**What is expected**
Starting with the line that contains "Then the component", reproduce each line through the end of the entries exactly as written.

- - -

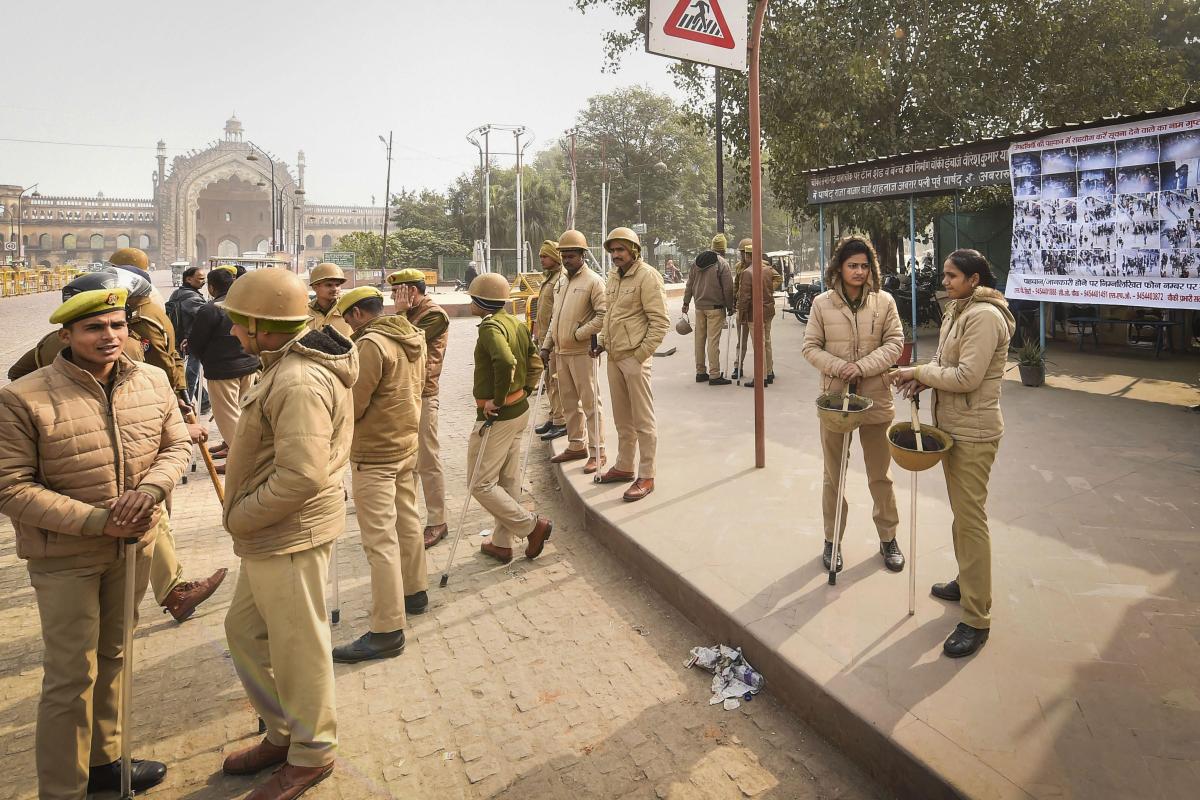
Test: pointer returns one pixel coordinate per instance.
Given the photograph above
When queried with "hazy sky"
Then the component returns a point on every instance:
(321, 77)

- - -

**Answer space**
Then the component returns a point on every instance:
(321, 77)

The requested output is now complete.